* **Aim of the task**
Leaving out the pictures, return each line of the entries from the first through the line with "Target: bridge support post", and only those lines.

* **Excerpted records**
+ + + + +

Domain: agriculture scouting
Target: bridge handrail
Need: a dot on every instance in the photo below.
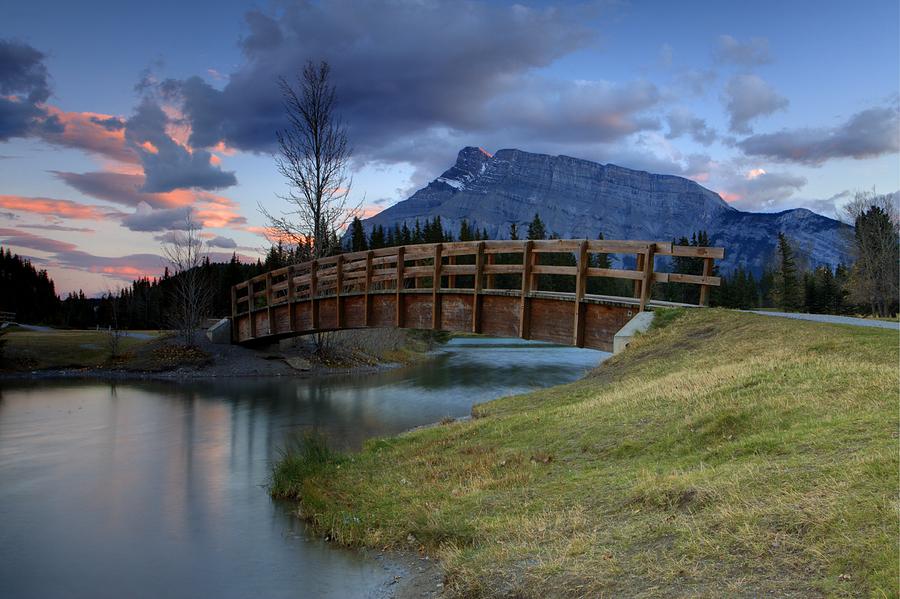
(380, 270)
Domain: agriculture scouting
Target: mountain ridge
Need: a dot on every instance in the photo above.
(577, 198)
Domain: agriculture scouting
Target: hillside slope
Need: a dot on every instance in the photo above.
(578, 198)
(723, 454)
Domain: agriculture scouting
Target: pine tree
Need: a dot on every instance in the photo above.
(357, 236)
(536, 229)
(785, 292)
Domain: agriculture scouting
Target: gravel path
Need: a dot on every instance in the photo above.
(857, 322)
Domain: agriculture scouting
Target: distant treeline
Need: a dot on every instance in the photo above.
(786, 284)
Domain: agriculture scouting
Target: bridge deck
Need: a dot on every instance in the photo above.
(463, 286)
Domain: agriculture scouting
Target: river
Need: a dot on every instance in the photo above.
(157, 489)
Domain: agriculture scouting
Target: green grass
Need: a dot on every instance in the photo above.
(38, 350)
(722, 454)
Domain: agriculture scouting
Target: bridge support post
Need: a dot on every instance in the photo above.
(367, 301)
(338, 284)
(477, 296)
(704, 289)
(580, 284)
(314, 292)
(401, 263)
(269, 301)
(647, 282)
(234, 331)
(436, 288)
(290, 282)
(525, 307)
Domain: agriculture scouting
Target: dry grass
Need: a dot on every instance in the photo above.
(723, 454)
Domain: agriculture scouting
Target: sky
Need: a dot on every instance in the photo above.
(118, 120)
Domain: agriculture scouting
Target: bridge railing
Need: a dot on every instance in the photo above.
(480, 266)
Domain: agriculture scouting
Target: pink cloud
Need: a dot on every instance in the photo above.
(94, 132)
(53, 207)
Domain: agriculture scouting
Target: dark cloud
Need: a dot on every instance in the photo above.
(402, 69)
(222, 242)
(24, 87)
(753, 52)
(167, 164)
(866, 134)
(146, 218)
(748, 97)
(109, 123)
(682, 122)
(119, 188)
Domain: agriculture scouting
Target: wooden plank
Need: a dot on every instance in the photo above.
(435, 288)
(580, 283)
(314, 292)
(647, 283)
(704, 289)
(613, 246)
(457, 269)
(401, 276)
(688, 251)
(616, 273)
(554, 270)
(639, 268)
(291, 298)
(479, 275)
(418, 271)
(490, 277)
(234, 325)
(338, 289)
(367, 303)
(499, 269)
(269, 301)
(527, 257)
(451, 282)
(675, 277)
(556, 245)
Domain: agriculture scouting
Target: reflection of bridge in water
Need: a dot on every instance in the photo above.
(489, 287)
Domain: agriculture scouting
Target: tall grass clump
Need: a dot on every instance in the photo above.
(303, 456)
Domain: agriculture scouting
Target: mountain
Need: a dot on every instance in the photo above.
(579, 199)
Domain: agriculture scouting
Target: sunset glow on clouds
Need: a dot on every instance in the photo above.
(106, 147)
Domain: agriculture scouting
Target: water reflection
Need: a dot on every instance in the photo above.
(157, 489)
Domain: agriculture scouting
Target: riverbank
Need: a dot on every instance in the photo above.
(722, 453)
(58, 354)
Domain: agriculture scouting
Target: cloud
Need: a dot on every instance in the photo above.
(407, 70)
(167, 164)
(759, 190)
(866, 134)
(682, 122)
(748, 97)
(90, 131)
(24, 87)
(60, 228)
(146, 218)
(753, 52)
(18, 238)
(53, 207)
(222, 242)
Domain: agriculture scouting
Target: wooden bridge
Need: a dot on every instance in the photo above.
(489, 287)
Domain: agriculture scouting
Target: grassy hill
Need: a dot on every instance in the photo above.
(722, 454)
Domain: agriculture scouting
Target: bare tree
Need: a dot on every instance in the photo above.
(314, 157)
(114, 331)
(192, 292)
(874, 277)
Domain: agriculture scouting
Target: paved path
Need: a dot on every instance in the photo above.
(857, 322)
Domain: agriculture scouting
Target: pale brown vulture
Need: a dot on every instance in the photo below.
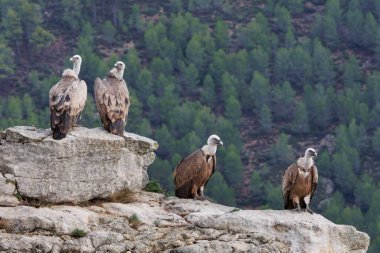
(66, 100)
(112, 100)
(194, 171)
(299, 182)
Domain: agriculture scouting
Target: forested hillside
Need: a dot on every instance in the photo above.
(269, 77)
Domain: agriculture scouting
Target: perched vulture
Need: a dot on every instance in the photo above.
(193, 172)
(112, 100)
(66, 100)
(299, 182)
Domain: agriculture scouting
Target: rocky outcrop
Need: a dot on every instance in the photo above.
(87, 164)
(93, 164)
(155, 223)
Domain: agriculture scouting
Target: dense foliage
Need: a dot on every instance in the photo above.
(269, 77)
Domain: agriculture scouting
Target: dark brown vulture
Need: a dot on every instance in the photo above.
(66, 100)
(193, 172)
(299, 182)
(112, 100)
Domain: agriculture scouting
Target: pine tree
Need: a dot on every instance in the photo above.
(265, 119)
(322, 64)
(260, 90)
(376, 142)
(195, 52)
(259, 59)
(281, 152)
(208, 96)
(300, 122)
(221, 34)
(232, 110)
(283, 101)
(355, 23)
(352, 74)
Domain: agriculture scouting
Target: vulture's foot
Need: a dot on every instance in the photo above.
(298, 208)
(203, 198)
(307, 209)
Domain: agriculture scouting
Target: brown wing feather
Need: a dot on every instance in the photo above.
(288, 179)
(112, 101)
(314, 176)
(188, 168)
(66, 101)
(213, 167)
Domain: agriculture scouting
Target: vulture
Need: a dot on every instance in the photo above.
(112, 100)
(299, 182)
(194, 171)
(66, 100)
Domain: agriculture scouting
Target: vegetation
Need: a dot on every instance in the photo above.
(154, 186)
(78, 233)
(269, 77)
(134, 221)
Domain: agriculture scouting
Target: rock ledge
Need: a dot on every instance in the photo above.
(166, 224)
(87, 164)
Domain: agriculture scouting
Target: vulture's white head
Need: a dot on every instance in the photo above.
(214, 140)
(118, 71)
(77, 60)
(310, 152)
(120, 65)
(212, 143)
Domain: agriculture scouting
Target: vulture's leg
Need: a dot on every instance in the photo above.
(194, 192)
(307, 202)
(202, 196)
(297, 204)
(78, 117)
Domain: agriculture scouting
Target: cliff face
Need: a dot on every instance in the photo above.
(87, 164)
(155, 223)
(91, 163)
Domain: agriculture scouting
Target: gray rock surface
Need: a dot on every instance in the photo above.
(87, 164)
(168, 224)
(7, 191)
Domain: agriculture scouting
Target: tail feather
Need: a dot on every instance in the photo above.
(61, 123)
(117, 127)
(57, 134)
(184, 191)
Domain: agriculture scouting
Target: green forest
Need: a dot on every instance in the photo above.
(271, 78)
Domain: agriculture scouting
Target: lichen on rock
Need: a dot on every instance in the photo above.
(87, 164)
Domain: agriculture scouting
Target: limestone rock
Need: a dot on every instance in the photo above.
(87, 164)
(7, 190)
(19, 243)
(204, 227)
(58, 220)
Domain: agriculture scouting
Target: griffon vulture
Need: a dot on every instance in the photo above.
(193, 172)
(299, 182)
(112, 100)
(66, 100)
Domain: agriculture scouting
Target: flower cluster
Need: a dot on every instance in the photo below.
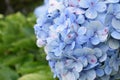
(81, 38)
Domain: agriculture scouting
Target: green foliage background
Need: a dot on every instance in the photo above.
(20, 58)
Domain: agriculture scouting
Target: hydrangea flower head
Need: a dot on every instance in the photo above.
(81, 38)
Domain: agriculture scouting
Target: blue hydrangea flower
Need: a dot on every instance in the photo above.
(81, 38)
(114, 14)
(93, 7)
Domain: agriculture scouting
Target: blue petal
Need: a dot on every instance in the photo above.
(95, 40)
(83, 4)
(103, 58)
(91, 75)
(114, 44)
(82, 31)
(98, 52)
(80, 19)
(118, 15)
(69, 76)
(78, 66)
(116, 23)
(92, 59)
(91, 14)
(101, 7)
(100, 72)
(105, 77)
(83, 60)
(108, 70)
(83, 76)
(115, 35)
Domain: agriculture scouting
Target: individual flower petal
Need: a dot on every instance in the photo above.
(108, 70)
(98, 52)
(68, 76)
(118, 15)
(100, 72)
(80, 19)
(103, 34)
(114, 44)
(82, 31)
(91, 14)
(83, 4)
(103, 58)
(91, 59)
(115, 35)
(78, 66)
(116, 23)
(83, 60)
(41, 43)
(91, 75)
(101, 7)
(95, 40)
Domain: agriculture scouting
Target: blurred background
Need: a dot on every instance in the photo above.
(20, 58)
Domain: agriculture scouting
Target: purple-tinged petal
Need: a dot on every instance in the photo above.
(91, 14)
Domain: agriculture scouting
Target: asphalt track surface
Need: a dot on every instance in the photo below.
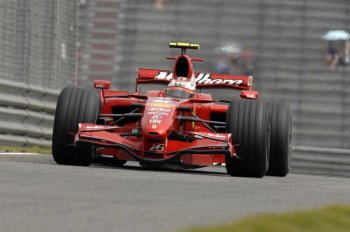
(38, 195)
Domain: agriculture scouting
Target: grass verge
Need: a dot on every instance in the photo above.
(327, 219)
(34, 149)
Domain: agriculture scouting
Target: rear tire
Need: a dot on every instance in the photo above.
(281, 139)
(74, 106)
(248, 122)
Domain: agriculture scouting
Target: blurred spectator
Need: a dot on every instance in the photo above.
(230, 58)
(159, 4)
(338, 48)
(332, 57)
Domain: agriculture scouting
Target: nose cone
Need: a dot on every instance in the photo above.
(158, 117)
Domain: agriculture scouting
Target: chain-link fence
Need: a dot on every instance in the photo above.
(38, 41)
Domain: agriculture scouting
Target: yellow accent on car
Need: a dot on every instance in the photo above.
(183, 45)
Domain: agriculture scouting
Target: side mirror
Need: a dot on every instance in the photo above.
(102, 84)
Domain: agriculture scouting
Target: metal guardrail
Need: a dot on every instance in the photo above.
(26, 114)
(321, 161)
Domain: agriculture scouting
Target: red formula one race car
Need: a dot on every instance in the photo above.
(175, 119)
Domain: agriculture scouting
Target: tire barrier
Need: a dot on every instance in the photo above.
(26, 114)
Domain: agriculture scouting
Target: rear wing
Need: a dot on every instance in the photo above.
(203, 80)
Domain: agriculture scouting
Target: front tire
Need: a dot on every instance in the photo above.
(248, 122)
(281, 139)
(74, 106)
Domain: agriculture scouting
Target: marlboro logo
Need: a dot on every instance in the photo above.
(202, 79)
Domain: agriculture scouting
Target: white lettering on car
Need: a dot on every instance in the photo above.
(201, 78)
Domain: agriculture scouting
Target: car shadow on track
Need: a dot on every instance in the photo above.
(133, 166)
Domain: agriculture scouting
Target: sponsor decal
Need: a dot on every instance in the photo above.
(157, 147)
(155, 121)
(160, 109)
(95, 127)
(160, 104)
(157, 113)
(216, 135)
(201, 79)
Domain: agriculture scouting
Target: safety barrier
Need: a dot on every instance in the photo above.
(26, 114)
(321, 161)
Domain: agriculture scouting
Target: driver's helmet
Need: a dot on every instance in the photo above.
(181, 88)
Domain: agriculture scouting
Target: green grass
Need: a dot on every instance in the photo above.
(327, 219)
(34, 149)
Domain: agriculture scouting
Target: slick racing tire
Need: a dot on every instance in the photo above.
(248, 122)
(74, 106)
(281, 139)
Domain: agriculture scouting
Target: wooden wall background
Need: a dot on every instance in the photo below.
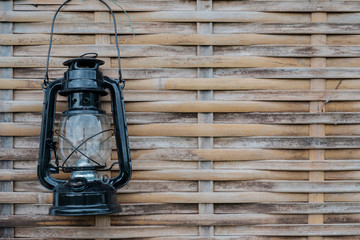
(243, 117)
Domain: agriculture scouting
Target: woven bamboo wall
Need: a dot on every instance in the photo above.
(243, 117)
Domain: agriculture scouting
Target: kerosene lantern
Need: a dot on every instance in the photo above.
(82, 144)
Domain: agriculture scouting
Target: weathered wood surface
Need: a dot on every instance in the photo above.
(227, 101)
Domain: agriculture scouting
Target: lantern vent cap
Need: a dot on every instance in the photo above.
(87, 60)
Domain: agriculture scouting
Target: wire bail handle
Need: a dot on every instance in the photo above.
(46, 77)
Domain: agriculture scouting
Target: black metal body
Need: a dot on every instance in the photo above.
(84, 82)
(61, 188)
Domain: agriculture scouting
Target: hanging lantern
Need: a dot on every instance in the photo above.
(82, 144)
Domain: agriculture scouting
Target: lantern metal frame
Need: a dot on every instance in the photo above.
(78, 196)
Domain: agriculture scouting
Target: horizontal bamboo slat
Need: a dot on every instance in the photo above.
(220, 106)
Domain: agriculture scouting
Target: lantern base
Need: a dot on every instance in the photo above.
(80, 198)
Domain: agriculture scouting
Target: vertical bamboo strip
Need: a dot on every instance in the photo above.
(206, 95)
(317, 130)
(6, 142)
(103, 221)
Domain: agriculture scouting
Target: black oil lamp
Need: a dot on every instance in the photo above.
(82, 144)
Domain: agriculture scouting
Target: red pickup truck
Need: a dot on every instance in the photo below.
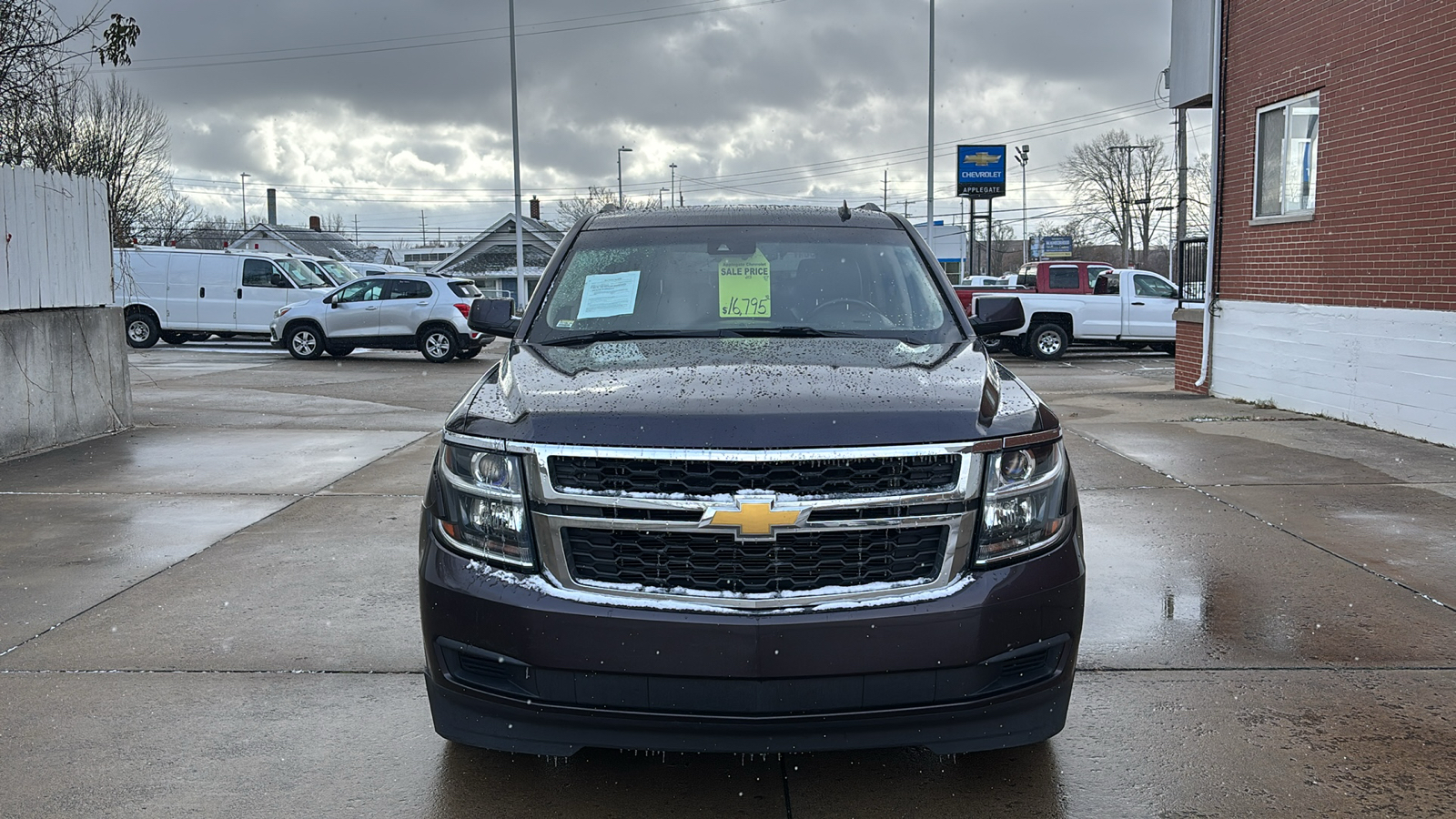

+ + + + +

* **Result of this task**
Domain: agriculture scouting
Target: bridge handrail
Need: a dot on every instance in the photo below.
(380, 270)
Domain: agriculture scouting
Target: mountain ridge
Need: a dot on every instance in the photo above.
(577, 198)
Domain: agriculture scouting
Target: hillside slope
Need: a dot on every instance in the photo above.
(578, 198)
(723, 454)
Domain: agriculture scouting
Target: pine tree
Need: a dot on every instance in the photo above.
(357, 236)
(536, 229)
(785, 292)
Domain: agriculture scouting
Target: gravel path
Need: a dot on every instance in the photo above.
(857, 322)
Domain: agriculture scouting
Target: distant treeline
Need: a dot on every instance in the photo above.
(786, 284)
Domain: agriculture scouting
Target: bridge deck
Need: a dot on every instance in the photo above.
(463, 286)
Domain: agriculture scouting
Target: river
Need: a dot on every instance in the photo above.
(157, 489)
Domain: agriculture scouting
Target: green grass
Need: a dot on every instance in the photo above.
(38, 350)
(722, 454)
Domain: agriculture scouting
Target: bridge support post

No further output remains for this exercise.